▸ Source passage
>> START

1. **Read data from a parquet file** in the `start` step.
    - We use pandas to read `train.parquet`
    - Notice how we are assigning the training data to `self.df` this stores the data as an artifact in Metaflow, which means it will be versioned and saved in the artifact store for later retrieval.  Furthermore, this allows you to pass data to another step.
    - We log the number of rows in the data.  It is always a good idea to log information about your dataset for debugging.
2. **Show a branching workflow to create a baseline and candidate model in parallel**  in the `baseline` and `train` steps.
    - When we call `self.next(self.baseline, self.train)`,  this creates a [branching flow](https://docs.metaflow.org/metaflow/basics#branch) that will allow the `baseline` and  `train` steps to run in parallel.
    - The `baseline` step records the performance metrics (accuracy and roc auc score) that result from classifying all examples with the majority class.  This will be our baseline against which we evaluate our model.
    - The `train` step uses a nueral bag of words model to train a text classifier.  We serialize this model in a special way by getting the `model_dict` property of our custom model.

>> END

▸ Exercise 1
Answer from the Metaflow walkthrough:
(a) Which library reads `train.parquet`?
(b) Which two steps run in parallel?
(c) Which performance metrics does the `baseline` step record?
▸ Exercise 2
Does each statement agree with the Metaflow walkthrough? Answer yes or no, and quote the words that decide it.
(a) Assigning the training data to `self.df` stores it as an artifact in Metaflow.
(b) The `baseline` step classifies all examples with the minority class.
(c) The `train` step serializes the model by getting the `model_dict` property of the custom model.
▸ Exercise 3
Reproduce a part of the Metaflow walkthrough word for word. Begin at the words "- When we call" and stop after "evaluate our model.".

▸ Dataset entries
>> START

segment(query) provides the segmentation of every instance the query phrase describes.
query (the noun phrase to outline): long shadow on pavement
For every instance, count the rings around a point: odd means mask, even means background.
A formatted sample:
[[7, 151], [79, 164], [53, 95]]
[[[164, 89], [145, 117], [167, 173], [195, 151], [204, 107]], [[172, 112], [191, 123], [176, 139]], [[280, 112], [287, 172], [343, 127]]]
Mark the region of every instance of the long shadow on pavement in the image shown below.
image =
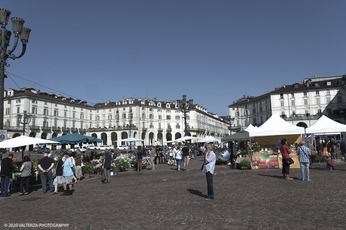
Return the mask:
[[203, 197], [203, 198], [206, 198], [208, 197], [208, 196], [206, 196], [203, 193], [202, 193], [202, 192], [198, 191], [198, 190], [196, 190], [195, 189], [186, 189], [186, 190], [191, 194], [196, 195], [201, 197]]

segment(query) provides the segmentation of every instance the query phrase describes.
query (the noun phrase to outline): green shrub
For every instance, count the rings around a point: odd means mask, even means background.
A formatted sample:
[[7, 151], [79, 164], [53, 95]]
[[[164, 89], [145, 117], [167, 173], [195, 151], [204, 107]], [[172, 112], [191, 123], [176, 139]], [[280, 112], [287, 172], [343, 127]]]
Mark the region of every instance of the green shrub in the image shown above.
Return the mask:
[[242, 169], [247, 169], [251, 168], [251, 162], [246, 160], [243, 160], [240, 162], [240, 167]]

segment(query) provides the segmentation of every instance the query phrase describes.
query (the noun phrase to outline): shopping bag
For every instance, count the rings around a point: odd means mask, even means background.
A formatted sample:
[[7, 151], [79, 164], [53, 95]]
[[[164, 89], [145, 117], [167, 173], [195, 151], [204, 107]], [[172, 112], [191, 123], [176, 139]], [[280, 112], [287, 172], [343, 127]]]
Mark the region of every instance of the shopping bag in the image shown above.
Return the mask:
[[327, 150], [327, 147], [323, 148], [323, 152], [322, 153], [322, 156], [326, 157], [329, 157], [330, 156], [330, 153], [328, 152]]
[[327, 161], [327, 163], [329, 166], [334, 168], [334, 163], [333, 163], [333, 162], [331, 161], [331, 160], [328, 160]]

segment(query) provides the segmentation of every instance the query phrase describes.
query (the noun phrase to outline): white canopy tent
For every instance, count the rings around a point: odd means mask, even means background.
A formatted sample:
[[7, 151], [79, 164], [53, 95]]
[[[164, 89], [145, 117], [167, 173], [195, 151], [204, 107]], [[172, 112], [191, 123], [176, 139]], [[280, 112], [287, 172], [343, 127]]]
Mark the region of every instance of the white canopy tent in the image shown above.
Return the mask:
[[249, 126], [247, 127], [247, 128], [244, 129], [245, 131], [247, 131], [248, 132], [250, 132], [251, 130], [254, 130], [254, 129], [256, 129], [258, 128], [257, 126], [255, 126], [254, 127], [252, 124], [250, 124], [249, 125]]
[[340, 124], [322, 115], [315, 123], [306, 129], [305, 132], [307, 133], [331, 134], [335, 133], [346, 132], [346, 125]]
[[250, 137], [302, 134], [304, 133], [304, 128], [290, 124], [273, 114], [263, 124], [249, 132]]
[[215, 142], [215, 141], [217, 141], [219, 143], [221, 143], [221, 140], [212, 137], [209, 137], [209, 136], [206, 136], [202, 140], [198, 141], [197, 142]]

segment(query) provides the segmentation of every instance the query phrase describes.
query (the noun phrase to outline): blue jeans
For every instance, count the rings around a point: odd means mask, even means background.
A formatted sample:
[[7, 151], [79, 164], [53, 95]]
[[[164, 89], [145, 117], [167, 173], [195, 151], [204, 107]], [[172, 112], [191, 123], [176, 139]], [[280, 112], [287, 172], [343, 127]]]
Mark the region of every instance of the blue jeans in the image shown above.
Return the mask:
[[0, 195], [3, 197], [7, 194], [8, 185], [10, 183], [10, 176], [1, 176], [1, 192]]
[[209, 199], [214, 199], [214, 188], [213, 187], [213, 174], [210, 172], [206, 173], [207, 176], [207, 185], [208, 187], [208, 196]]
[[48, 172], [41, 172], [41, 183], [42, 184], [42, 189], [44, 192], [47, 191], [47, 180], [49, 182], [49, 189], [51, 192], [54, 191], [54, 186], [53, 185], [53, 178], [52, 178], [52, 170], [50, 170]]
[[299, 163], [300, 164], [300, 169], [301, 170], [302, 179], [304, 180], [305, 177], [304, 174], [304, 169], [305, 167], [305, 169], [306, 169], [306, 179], [308, 180], [310, 180], [310, 173], [309, 171], [309, 167], [310, 165], [310, 163], [309, 162], [308, 162], [308, 163], [302, 162]]

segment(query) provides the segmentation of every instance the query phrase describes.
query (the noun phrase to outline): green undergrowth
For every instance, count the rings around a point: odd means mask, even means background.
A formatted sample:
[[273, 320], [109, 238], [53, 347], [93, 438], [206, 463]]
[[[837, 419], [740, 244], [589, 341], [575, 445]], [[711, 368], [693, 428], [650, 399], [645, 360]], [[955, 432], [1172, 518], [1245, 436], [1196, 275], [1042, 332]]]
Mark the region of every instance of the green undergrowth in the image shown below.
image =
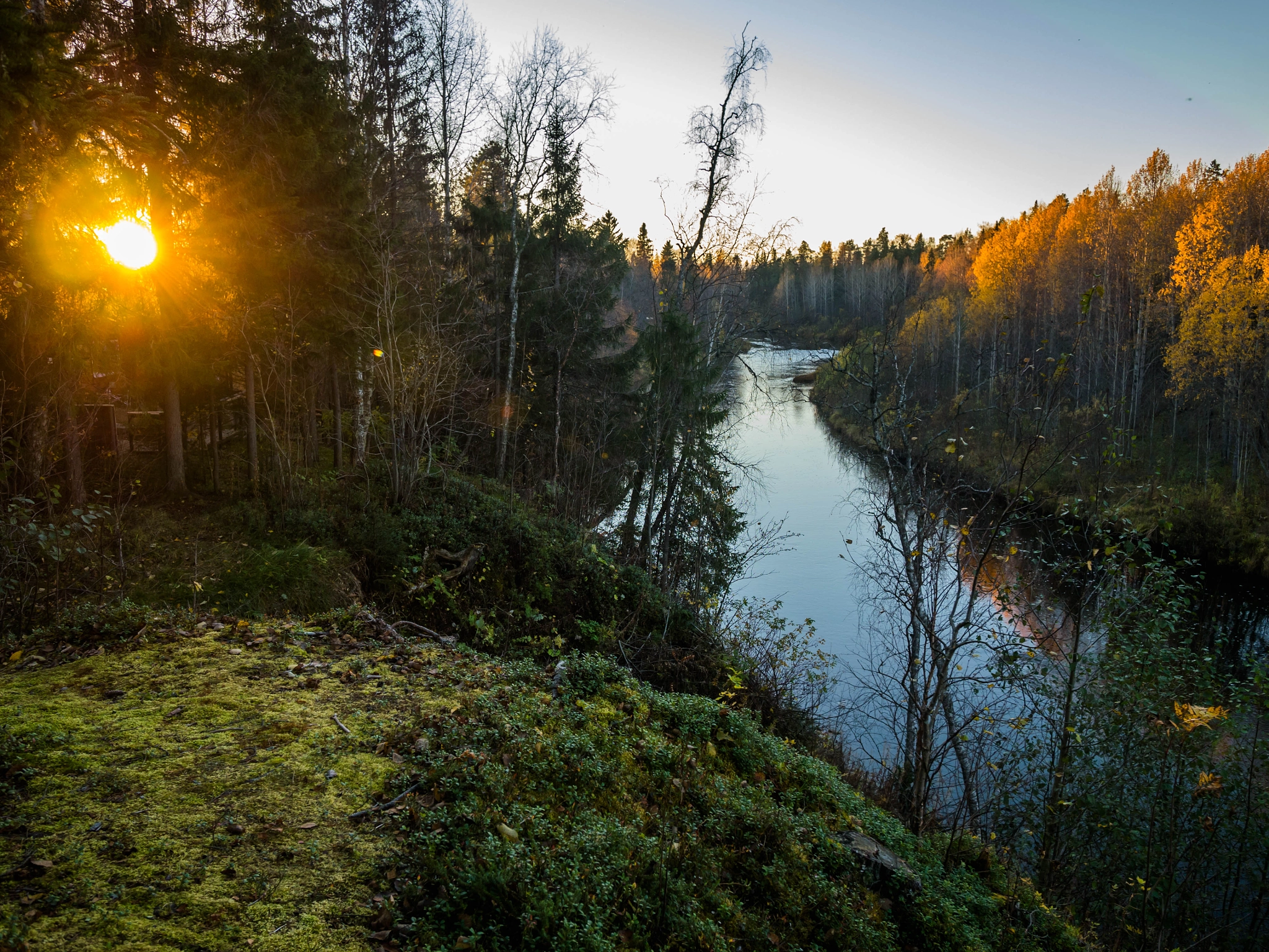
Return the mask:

>> END

▸ Task solution 1
(a) pandas
(b) The `baseline` and `train` steps
(c) Accuracy and roc auc score

▸ Task solution 2
(a) Yes: "this stores the data as an artifact in Metaflow"
(b) No: "classifying all examples with the majority class"
(c) Yes: "We serialize this model in a special way by getting the `model_dict` property of our custom model"

▸ Task solution 3
- When we call `self.next(self.baseline, self.train)`,  this creates a [branching flow](https://docs.metaflow.org/metaflow/basics#branch) that will allow the `baseline` and  `train` steps to run in parallel.
    - The `baseline` step records the performance metrics (accuracy and roc auc score) that result from classifying all examples with the majority class.  This will be our baseline against which we evaluate our model.